** Opening Input records block **

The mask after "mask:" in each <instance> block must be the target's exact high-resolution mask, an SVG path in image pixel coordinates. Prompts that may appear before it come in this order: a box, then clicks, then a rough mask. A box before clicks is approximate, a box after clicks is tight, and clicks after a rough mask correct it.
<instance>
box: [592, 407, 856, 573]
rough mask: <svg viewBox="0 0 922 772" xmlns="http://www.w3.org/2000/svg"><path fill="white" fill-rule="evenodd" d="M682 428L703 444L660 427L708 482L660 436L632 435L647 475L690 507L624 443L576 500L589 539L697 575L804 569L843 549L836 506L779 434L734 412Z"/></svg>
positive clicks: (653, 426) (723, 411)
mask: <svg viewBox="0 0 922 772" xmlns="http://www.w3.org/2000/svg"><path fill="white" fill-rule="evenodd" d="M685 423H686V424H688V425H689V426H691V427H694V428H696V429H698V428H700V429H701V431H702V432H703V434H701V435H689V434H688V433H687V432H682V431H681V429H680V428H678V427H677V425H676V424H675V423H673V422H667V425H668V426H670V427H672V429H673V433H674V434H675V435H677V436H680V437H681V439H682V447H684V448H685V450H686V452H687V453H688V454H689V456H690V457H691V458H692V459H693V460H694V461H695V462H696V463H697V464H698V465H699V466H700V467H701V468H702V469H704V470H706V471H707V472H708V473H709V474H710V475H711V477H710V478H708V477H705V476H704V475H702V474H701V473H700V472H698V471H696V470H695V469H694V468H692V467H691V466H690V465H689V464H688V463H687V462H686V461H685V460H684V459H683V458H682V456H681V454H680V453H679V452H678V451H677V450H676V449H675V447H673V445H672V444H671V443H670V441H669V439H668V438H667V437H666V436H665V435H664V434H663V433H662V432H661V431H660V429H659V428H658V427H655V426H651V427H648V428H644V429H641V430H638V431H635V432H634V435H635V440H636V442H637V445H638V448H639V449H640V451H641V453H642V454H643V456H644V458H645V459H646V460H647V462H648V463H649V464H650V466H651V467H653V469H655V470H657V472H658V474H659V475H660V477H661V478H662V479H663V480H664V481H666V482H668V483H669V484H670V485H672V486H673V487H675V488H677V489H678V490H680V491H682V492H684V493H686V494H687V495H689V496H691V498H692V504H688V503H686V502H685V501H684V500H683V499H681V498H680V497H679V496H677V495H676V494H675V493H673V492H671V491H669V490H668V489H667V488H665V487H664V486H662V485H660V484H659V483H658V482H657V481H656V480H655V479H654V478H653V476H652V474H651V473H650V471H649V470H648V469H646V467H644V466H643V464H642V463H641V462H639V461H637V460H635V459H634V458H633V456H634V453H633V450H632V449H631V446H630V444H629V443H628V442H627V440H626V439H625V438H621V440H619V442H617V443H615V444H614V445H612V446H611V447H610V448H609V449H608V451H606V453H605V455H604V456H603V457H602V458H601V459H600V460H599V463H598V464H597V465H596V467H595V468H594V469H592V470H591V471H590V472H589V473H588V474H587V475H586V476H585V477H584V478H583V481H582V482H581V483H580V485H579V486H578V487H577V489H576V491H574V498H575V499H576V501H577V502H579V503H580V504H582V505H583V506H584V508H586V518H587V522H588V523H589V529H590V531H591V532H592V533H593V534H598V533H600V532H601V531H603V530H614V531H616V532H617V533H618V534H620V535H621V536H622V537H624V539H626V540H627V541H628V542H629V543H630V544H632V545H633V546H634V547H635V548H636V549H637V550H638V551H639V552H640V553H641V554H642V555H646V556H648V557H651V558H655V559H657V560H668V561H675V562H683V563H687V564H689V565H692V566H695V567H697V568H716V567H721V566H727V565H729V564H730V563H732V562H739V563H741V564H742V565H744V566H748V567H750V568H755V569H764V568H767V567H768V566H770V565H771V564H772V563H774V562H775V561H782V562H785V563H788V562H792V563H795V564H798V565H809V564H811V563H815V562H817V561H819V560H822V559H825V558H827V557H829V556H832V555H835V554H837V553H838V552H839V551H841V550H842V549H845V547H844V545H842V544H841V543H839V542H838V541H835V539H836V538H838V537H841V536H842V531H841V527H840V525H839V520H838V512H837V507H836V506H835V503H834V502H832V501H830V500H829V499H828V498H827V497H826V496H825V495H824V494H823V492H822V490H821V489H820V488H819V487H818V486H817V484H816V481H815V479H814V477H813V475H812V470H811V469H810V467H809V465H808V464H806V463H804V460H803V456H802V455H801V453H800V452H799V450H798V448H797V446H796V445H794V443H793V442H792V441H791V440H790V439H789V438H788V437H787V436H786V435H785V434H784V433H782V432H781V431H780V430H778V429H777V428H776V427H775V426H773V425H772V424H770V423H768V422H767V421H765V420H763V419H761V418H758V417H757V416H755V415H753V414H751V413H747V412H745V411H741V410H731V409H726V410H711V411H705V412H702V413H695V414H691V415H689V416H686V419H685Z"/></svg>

** Closing Input records block **

> [Requirement]: Output all of the data again, exactly.

> [Written response]:
The mask after "mask:" in each <instance> block must be the target's exact high-resolution mask, an SVG path in image pixel coordinates. Prompts that may appear before it come in this order: a box, then clicks, then a rough mask. A box before clicks is approximate, a box after clicks is tight, and clicks after a rough mask correct it.
<instance>
box: [592, 407, 856, 573]
rough mask: <svg viewBox="0 0 922 772" xmlns="http://www.w3.org/2000/svg"><path fill="white" fill-rule="evenodd" d="M682 428L703 444L660 427L708 482L660 436L632 435L647 475L690 507L624 443L576 500L589 539L697 575L804 569L843 549L836 506L779 434L734 412Z"/></svg>
positive clicks: (653, 426) (723, 411)
mask: <svg viewBox="0 0 922 772" xmlns="http://www.w3.org/2000/svg"><path fill="white" fill-rule="evenodd" d="M685 423H686V424H688V425H689V426H691V427H694V428H696V429H698V428H700V429H701V431H702V432H703V434H701V435H689V434H688V433H687V432H682V431H681V429H680V428H678V427H677V425H676V424H675V423H673V422H667V425H668V426H670V427H672V429H673V433H674V434H675V435H677V436H680V437H681V439H682V447H684V448H685V450H686V452H687V453H688V454H689V456H690V457H691V458H692V459H693V460H694V461H695V462H696V463H697V464H698V465H699V466H700V467H701V468H702V469H704V470H706V471H707V472H708V473H709V474H710V475H711V477H710V478H708V477H705V476H704V475H702V474H701V473H700V472H698V471H696V470H695V469H694V468H692V467H691V466H690V465H689V464H688V463H687V462H686V461H685V460H684V459H683V458H682V456H681V454H680V453H679V452H678V451H677V450H676V449H675V447H673V445H672V444H671V443H670V441H669V439H668V438H667V437H666V436H665V435H664V434H663V433H662V432H661V431H660V429H659V428H658V427H655V426H651V427H648V428H644V429H641V430H638V431H635V432H634V435H635V440H636V442H637V445H638V448H639V449H640V451H641V453H642V454H643V456H644V458H645V459H646V460H647V462H648V463H649V464H650V466H651V467H653V469H655V470H657V472H658V474H659V475H660V477H661V478H662V479H663V480H664V481H666V482H668V483H669V484H670V485H672V486H673V487H675V488H677V489H678V490H680V491H682V492H684V493H686V494H687V495H689V496H691V498H692V504H688V503H686V502H685V501H684V500H683V499H681V498H680V497H679V496H677V495H676V494H675V493H673V492H671V491H669V490H668V489H667V488H665V487H664V486H662V485H660V484H659V483H658V482H657V481H656V480H655V479H654V478H653V476H652V474H651V473H650V471H649V470H648V469H646V467H644V466H643V464H642V463H641V462H639V461H637V460H635V459H634V458H633V456H634V453H633V450H632V449H631V446H630V444H629V443H628V442H627V440H626V439H625V438H621V440H619V442H617V443H615V444H614V445H612V446H611V447H610V448H609V449H608V451H606V453H605V455H604V456H603V457H602V458H601V459H600V460H599V463H598V464H597V465H596V467H595V468H594V469H592V470H591V471H590V472H589V473H588V474H587V475H586V476H585V477H584V478H583V481H582V482H581V483H580V485H579V486H578V487H577V489H576V491H574V498H575V499H576V501H577V502H579V503H580V504H582V505H583V506H584V508H586V518H587V522H588V523H589V529H590V531H591V532H592V533H593V534H598V533H600V532H601V531H603V530H614V531H616V532H617V533H618V534H620V535H621V536H622V537H624V539H626V540H627V541H628V542H629V543H630V544H632V545H633V546H634V547H635V548H636V549H637V550H638V551H639V552H640V553H641V554H642V555H646V556H648V557H651V558H655V559H657V560H668V561H675V562H683V563H687V564H689V565H692V566H695V567H697V568H716V567H721V566H727V565H729V564H730V563H732V562H739V563H741V564H742V565H744V566H748V567H750V568H755V569H764V568H767V567H768V566H770V565H771V564H772V563H774V562H775V561H782V562H785V563H788V562H792V563H795V564H798V565H809V564H811V563H815V562H817V561H819V560H822V559H825V558H827V557H829V556H832V555H835V554H837V553H838V552H839V551H841V550H842V549H845V547H844V545H842V544H841V543H839V542H838V541H835V539H836V538H838V537H841V536H842V531H841V527H840V525H839V520H838V512H837V507H836V506H835V503H834V502H832V501H830V500H829V499H828V498H827V497H826V496H825V495H824V494H823V492H822V490H821V489H820V488H819V487H818V486H817V484H816V481H815V479H814V477H813V475H812V470H811V469H810V467H809V465H808V464H806V463H804V460H803V456H802V455H801V453H800V452H799V450H798V448H797V446H796V445H794V443H793V442H792V441H791V440H790V439H789V438H788V437H787V436H786V435H785V434H784V433H782V432H781V431H780V430H778V429H777V428H776V427H775V426H773V425H772V424H770V423H768V422H767V421H765V420H763V419H761V418H758V417H757V416H755V415H753V414H751V413H747V412H745V411H741V410H731V409H726V410H711V411H705V412H702V413H695V414H691V415H689V416H686V419H685Z"/></svg>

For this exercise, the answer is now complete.